PROBLEM STATEMENT - Restate the listing below word for word; no picture is to be carried over.

-- -- --

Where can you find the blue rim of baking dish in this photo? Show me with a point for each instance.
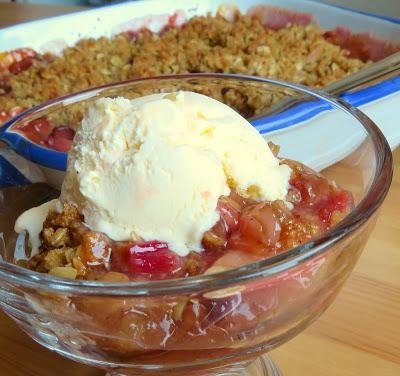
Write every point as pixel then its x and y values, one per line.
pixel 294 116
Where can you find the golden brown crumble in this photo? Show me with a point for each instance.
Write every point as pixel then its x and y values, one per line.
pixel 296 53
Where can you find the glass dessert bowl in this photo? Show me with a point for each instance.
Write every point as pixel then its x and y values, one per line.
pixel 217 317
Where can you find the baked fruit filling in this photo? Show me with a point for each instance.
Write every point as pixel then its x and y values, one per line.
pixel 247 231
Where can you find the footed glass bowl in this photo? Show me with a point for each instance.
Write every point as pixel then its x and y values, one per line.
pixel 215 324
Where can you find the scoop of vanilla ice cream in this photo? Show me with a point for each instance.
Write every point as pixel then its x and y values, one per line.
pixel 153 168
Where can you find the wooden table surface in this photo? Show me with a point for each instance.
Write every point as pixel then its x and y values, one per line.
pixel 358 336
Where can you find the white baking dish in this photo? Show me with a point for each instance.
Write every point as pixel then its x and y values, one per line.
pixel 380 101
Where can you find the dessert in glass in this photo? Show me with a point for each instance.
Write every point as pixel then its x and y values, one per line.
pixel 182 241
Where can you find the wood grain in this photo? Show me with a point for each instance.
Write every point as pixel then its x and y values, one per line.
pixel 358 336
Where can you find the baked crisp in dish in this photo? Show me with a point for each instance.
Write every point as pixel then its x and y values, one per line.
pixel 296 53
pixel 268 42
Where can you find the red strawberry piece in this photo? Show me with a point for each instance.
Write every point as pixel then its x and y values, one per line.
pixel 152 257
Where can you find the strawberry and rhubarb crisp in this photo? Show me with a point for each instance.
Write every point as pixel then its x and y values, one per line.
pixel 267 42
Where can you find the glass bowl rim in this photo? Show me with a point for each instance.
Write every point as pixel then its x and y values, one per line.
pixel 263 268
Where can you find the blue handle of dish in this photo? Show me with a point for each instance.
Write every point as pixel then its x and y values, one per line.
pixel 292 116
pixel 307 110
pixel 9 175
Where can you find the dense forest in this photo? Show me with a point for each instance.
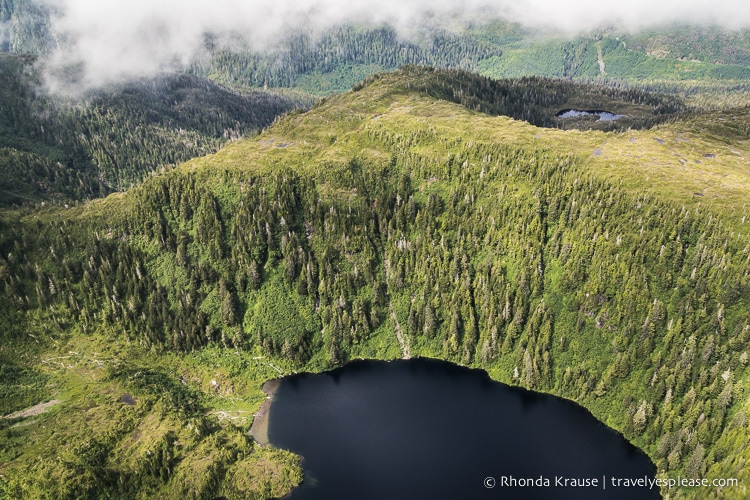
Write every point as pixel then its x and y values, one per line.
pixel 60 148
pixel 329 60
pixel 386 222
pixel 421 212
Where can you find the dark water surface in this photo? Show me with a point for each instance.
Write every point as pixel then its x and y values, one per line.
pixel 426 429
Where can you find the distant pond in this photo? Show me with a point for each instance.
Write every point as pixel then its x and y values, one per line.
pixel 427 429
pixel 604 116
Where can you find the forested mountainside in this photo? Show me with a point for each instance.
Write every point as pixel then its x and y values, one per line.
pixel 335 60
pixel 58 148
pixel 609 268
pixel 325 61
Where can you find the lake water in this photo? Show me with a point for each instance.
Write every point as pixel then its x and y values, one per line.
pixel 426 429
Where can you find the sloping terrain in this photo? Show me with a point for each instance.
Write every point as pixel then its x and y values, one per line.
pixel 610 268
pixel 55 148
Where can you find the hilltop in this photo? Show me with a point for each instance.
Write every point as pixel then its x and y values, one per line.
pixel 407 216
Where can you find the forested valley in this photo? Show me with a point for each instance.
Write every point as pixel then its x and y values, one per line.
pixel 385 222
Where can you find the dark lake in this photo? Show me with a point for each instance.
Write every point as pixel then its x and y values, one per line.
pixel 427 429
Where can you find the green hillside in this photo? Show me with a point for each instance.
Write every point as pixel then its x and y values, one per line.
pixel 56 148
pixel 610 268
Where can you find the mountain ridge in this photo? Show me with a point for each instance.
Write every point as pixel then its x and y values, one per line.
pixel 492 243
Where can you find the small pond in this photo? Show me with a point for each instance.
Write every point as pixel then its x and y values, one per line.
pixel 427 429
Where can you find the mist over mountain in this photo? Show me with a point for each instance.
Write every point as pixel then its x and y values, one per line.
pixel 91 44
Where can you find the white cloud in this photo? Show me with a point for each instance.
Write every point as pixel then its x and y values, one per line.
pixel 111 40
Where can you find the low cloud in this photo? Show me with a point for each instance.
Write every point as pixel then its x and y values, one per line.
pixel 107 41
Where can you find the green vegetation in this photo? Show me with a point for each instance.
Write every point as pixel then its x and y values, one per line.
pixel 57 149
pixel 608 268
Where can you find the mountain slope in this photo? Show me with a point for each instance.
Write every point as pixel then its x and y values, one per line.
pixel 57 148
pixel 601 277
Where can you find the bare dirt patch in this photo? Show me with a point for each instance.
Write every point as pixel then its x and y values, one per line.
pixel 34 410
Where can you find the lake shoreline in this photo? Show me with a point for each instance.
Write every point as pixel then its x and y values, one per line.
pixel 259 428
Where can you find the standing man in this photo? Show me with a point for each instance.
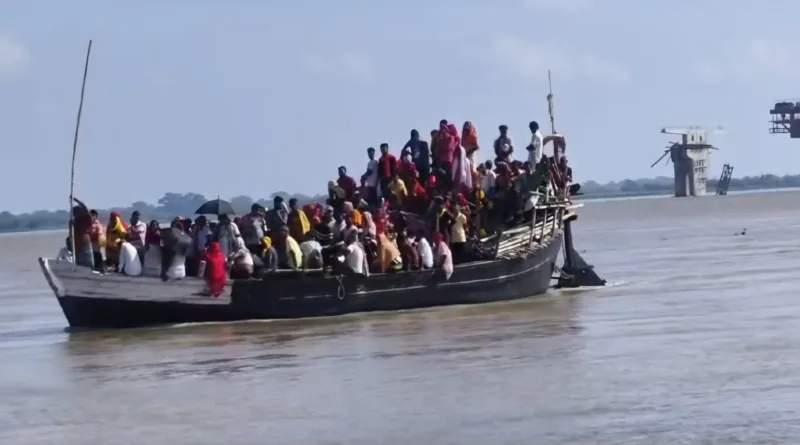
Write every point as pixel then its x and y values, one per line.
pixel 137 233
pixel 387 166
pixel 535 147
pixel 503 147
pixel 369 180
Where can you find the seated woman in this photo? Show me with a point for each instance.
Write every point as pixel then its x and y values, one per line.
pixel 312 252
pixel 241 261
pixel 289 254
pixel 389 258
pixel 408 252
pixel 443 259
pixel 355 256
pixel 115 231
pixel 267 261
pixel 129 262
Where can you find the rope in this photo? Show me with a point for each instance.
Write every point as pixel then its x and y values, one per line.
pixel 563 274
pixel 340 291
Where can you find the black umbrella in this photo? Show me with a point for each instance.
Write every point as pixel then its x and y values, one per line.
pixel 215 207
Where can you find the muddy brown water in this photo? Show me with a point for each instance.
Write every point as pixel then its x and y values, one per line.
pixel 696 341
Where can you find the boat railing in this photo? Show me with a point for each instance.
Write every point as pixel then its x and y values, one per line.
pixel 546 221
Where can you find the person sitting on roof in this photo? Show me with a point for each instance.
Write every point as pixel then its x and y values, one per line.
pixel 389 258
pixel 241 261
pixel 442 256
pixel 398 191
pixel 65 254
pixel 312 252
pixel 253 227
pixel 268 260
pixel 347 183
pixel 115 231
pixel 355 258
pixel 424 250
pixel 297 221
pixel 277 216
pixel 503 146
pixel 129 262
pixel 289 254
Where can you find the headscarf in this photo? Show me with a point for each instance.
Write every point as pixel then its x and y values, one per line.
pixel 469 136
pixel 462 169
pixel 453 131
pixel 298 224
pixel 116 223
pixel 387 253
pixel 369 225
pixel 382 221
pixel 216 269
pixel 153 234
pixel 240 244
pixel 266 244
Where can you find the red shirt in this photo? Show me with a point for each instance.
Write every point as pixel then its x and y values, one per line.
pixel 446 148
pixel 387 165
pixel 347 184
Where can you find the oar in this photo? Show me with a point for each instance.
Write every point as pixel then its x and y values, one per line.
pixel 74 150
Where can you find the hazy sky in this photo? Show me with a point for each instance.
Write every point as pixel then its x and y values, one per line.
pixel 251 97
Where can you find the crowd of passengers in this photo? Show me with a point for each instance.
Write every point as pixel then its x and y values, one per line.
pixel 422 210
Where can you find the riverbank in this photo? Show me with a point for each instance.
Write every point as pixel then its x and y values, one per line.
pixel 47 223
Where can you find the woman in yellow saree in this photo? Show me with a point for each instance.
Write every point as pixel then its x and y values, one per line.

-- -- --

RESULT OF THE EXERCISE -
Where can you find the blue rim of baking dish in this photo? Show me with a point for each instance.
Write every point as pixel then its x and y values, one per line.
pixel 294 116
Where can you find the golden brown crumble in this photo? Show me with a point for each instance.
Write every point as pixel then its x and y values, one per line.
pixel 296 53
Where can you find the glass dessert bowl in this photo? Show me with a point for each instance.
Write every point as pixel then its x and y values, one per line.
pixel 217 317
Where can you find the baked fruit filling in this photo? Show me with a point for each instance.
Write every point as pixel then its x and y values, one per line.
pixel 247 231
Where can you find the footed glass bowl in this photo? Show me with a point for each instance.
Write every point as pixel then its x and y values, one per line.
pixel 215 324
Where can you find the scoop of vanilla ice cream in this photo? Show me with a point for each instance.
Write every point as pixel then its x and y values, one per line.
pixel 153 168
Where can you find the wooden table surface in this photo? Show me with a point for each instance.
Write every point as pixel then its x and y values, one per line.
pixel 358 336
Where can you find the white baking dish in this photo? Show me with a point for each instance.
Write every point as pixel then its x and y values, one per line.
pixel 380 101
Where can you find the dessert in glass in this photo? Show me with a point for each instance.
Write every point as pixel then its x and y values, one per line.
pixel 182 241
Where can you find the wood grain in this photo? Show me with a point for each instance.
Write every point as pixel then its x and y values, one per line.
pixel 358 336
Where can you find the baked crisp in dish in this photo? Show me with a point for each instance.
Write every point as pixel then its x and y values, one per line.
pixel 296 53
pixel 268 42
Where can you find the red strawberry piece in this photo? Show me with a point for each instance.
Write every point as pixel then its x and y values, one per line.
pixel 152 257
Where can you find the strawberry and rhubarb crisp in this photo? Show me with a point for each instance.
Write every point as pixel then its x and y values, one per line.
pixel 267 42
Where can you find the glass bowl rim in this photo? Show me with a point for each instance.
Write every point as pixel then its x and y values, one per line.
pixel 263 268
Where can you find the blue handle of dish in this photo? Show me with a point for each instance.
Write every point as pixel then its x and y values, one per line.
pixel 292 116
pixel 307 110
pixel 9 175
Where can you find the dense forest in this photo? Show me with a point for each instance.
Write every point as pixel then its x and y values, one per line.
pixel 60 148
pixel 329 60
pixel 386 222
pixel 421 212
Where can you find the dark water surface in this photo? Show me with a point for each instance.
Write every point as pixel then its x and y values, one per line.
pixel 426 429
Where can you find the distant pond in this photo? Show me with a point for each instance.
Write every point as pixel then its x and y values, one per line.
pixel 427 429
pixel 604 116
Where can you find the forested mountainside in this photo? Show me with a point for each instance.
Write every point as pixel then its x and y values, one per line.
pixel 335 60
pixel 58 148
pixel 609 268
pixel 325 61
Where can you find the lake water in this photo? Show me with a point for each instance.
Write every point as pixel then its x and y values, one per line.
pixel 426 429
Where can you find the sloping terrain in this photo? Show me with a point for each instance.
Write every point as pixel then its x and y values, one per line.
pixel 610 268
pixel 55 148
Where can you find the hilltop in this photo? Show me with a point for each instance.
Write every point as pixel then its x and y values, one per line.
pixel 407 216
Where can you find the forested valley in this photo? Show me with a point for each instance.
Write every point as pixel then its x and y values, one per line.
pixel 385 222
Where can you find the dark lake in this photo? Show me with a point for each instance.
Write every point as pixel then its x and y values, one per line.
pixel 427 429
Where can you find the green hillside in this photo? Show me with a point for each instance.
Write every point as pixel then its x and y values, one per line.
pixel 56 148
pixel 610 268
Where can you find the mountain ridge in this photo? Show me with a point for each instance.
Write every point as pixel then its x and y values, one per line.
pixel 492 243
Where can you find the small pond in this photo? Show me with a point for each instance.
Write every point as pixel then its x and y values, one per line.
pixel 427 429
Where can you find the mist over mountain in this photo? Show me with a point for each instance.
Write every point as pixel then its x and y values, one per line.
pixel 91 44
Where can you find the white cloud in this photo? Show me with a point for each instance.
Write every point as pixel then its x and y values, one per line.
pixel 111 40
Where can you find the low cloud in this photo? Show me with a point for each instance.
Write every point as pixel then its x and y values, one per line.
pixel 107 41
Where can you find the green vegetation in this photo? Show me with a point for each instance.
Write every point as pixel then its x and y values, one per line.
pixel 57 149
pixel 608 268
Where can you find the mountain slope in this photo? Show me with a point for each instance.
Write every point as pixel then its x and y values, one per line.
pixel 57 148
pixel 601 277
Where can you find the bare dirt patch in this photo? Show me with a point for each instance.
Write every point as pixel then its x and y values, one per line.
pixel 34 410
Where can you find the lake shoreline in this photo? Show me with a point for each instance.
Write every point as pixel then its x and y values, one per line.
pixel 259 428
Where can you find the standing man in this photo? Show me with a point for each instance.
Write every point as pixel then its x and y values, one per line.
pixel 137 233
pixel 387 166
pixel 535 147
pixel 503 147
pixel 369 180
Where can you find the seated woman in this photo? Show me with a point for each instance.
Write every point as pixel then its x and y values, one per line.
pixel 312 252
pixel 241 261
pixel 289 254
pixel 389 258
pixel 408 252
pixel 443 259
pixel 355 256
pixel 115 231
pixel 267 261
pixel 129 262
Where can you find the rope in this photo? Show me with a point for each instance.
Write every point as pixel then its x and y values, one per line.
pixel 563 274
pixel 340 291
Where can you find the black umbrella in this photo? Show me with a point for each instance.
Write every point as pixel then its x and y values, one per line.
pixel 215 207
Where can you find the muddy brown water in this photo? Show me with a point for each instance.
Write every point as pixel then its x and y values, one per line.
pixel 696 341
Where can you find the boat railing in this photo? Show me with a point for each instance.
Write every point as pixel then its x and y values, one per line.
pixel 546 221
Where can you find the person sitting on roof in this photo? Show me with a point for each instance.
Write every point as pixel then its x and y values, one per line.
pixel 389 258
pixel 241 261
pixel 442 256
pixel 398 191
pixel 65 254
pixel 312 252
pixel 253 227
pixel 268 260
pixel 347 183
pixel 115 231
pixel 355 258
pixel 424 250
pixel 297 221
pixel 277 216
pixel 503 146
pixel 129 262
pixel 289 254
Where can you find the headscarf in this photo? Show me with a point for each instance.
Write every point as pixel then its x and y values, one per line.
pixel 469 136
pixel 462 169
pixel 453 131
pixel 298 224
pixel 116 223
pixel 387 253
pixel 369 225
pixel 382 221
pixel 216 269
pixel 153 234
pixel 240 244
pixel 266 244
Where can you find the red shirt in this photo? Show me with a point for each instance.
Write every point as pixel then its x and y values, one per line.
pixel 446 148
pixel 387 165
pixel 347 184
Where can you find the oar in this photo? Show me with a point for each instance.
Write every point as pixel then its x and y values, one per line.
pixel 74 150
Where can you find the hazy sky in this photo? Show me with a point for each instance.
Write every point as pixel then its x and y values, one per line.
pixel 251 97
Where can you find the crowd of passengers in this photo? Show me with a point for each instance.
Write every point as pixel then its x and y values, one per line.
pixel 422 210
Where can you find the riverbank in this photo? Show me with a point for each instance.
Write every point as pixel then its x and y values, one per line.
pixel 47 223
Where can you find the woman in yellow saree in this photo? Show me with a point for each instance.
Write every point as pixel then its x and y values, one per line.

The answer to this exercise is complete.